- _Requirement_: Find and copy each line in the material below where the string "black" occurs.

··· Data for the task

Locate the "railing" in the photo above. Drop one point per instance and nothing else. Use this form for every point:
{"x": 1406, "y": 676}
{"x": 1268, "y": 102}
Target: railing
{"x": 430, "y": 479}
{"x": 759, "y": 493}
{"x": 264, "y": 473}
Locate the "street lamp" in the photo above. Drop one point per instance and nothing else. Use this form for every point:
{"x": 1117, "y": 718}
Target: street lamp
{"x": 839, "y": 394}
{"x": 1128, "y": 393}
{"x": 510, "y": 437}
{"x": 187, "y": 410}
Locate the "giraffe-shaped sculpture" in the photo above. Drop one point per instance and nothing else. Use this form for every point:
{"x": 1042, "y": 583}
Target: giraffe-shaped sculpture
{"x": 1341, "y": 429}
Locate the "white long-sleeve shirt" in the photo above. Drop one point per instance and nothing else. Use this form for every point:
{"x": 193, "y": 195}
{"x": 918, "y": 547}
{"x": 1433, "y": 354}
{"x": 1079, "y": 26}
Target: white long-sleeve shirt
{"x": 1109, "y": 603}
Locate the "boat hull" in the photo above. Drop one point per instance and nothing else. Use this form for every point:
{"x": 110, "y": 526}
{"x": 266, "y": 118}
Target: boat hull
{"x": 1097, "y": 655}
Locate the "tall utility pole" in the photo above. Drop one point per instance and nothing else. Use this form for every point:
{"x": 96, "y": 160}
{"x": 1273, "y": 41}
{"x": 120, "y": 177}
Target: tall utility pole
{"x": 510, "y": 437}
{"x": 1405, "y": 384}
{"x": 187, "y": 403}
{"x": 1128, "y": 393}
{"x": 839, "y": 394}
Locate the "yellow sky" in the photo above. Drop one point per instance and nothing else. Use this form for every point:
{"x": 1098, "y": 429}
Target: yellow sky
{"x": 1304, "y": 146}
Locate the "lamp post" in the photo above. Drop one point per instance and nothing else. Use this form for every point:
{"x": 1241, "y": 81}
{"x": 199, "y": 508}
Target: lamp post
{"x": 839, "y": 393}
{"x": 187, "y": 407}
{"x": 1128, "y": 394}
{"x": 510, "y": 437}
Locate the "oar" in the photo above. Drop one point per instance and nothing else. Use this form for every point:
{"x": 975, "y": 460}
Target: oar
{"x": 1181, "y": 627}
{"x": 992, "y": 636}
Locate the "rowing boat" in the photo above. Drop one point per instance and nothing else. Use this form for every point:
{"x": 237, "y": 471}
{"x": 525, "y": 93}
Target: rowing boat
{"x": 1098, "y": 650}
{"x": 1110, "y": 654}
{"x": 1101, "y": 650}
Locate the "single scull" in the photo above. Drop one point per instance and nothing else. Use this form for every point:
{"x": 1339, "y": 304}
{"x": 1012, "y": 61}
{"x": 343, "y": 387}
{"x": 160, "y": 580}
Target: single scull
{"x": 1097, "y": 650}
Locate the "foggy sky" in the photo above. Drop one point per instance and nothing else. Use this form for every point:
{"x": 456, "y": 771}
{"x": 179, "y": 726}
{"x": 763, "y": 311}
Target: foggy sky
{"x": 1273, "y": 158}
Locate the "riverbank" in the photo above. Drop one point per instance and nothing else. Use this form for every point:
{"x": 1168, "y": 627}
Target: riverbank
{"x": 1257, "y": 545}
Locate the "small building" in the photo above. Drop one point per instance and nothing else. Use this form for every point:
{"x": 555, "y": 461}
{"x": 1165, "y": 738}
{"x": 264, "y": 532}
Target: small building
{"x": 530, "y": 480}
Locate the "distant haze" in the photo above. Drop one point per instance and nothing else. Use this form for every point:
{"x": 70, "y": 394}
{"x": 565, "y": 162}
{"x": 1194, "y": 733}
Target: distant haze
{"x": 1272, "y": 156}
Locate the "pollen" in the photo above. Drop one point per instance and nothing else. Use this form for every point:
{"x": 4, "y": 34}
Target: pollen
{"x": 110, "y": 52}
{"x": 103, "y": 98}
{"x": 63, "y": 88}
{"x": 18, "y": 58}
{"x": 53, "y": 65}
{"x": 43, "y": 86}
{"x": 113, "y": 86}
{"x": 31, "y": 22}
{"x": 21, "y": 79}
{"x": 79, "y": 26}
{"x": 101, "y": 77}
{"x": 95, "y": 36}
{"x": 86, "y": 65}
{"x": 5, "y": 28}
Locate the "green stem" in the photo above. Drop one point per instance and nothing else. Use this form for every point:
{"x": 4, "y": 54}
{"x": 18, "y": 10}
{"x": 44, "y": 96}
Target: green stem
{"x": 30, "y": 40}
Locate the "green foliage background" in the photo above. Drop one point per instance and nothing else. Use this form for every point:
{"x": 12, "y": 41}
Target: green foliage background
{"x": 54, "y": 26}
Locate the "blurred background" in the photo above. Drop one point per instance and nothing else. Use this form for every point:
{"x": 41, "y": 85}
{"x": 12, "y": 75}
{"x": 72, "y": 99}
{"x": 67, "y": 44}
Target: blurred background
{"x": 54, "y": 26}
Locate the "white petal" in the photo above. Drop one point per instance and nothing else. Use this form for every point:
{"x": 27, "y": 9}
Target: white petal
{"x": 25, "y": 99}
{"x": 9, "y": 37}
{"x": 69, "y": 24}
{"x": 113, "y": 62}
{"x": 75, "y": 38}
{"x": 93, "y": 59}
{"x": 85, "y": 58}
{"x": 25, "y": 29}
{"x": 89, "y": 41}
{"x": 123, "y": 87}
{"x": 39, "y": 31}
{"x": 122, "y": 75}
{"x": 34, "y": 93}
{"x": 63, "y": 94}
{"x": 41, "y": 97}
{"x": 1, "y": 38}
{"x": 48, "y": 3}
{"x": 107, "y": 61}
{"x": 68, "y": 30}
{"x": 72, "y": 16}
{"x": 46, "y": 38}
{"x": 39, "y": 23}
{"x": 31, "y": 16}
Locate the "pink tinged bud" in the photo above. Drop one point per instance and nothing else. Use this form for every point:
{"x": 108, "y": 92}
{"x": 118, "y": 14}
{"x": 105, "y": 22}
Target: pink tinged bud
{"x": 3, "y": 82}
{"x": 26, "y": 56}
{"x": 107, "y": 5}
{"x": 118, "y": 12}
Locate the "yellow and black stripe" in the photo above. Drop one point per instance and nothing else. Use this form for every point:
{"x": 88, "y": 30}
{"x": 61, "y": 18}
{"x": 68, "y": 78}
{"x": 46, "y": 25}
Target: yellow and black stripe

······

- _Result_:
Locate the "yellow and black stripe" in the photo above. Drop one point per instance and nothing else. Use this form for every point:
Target: yellow and black stripe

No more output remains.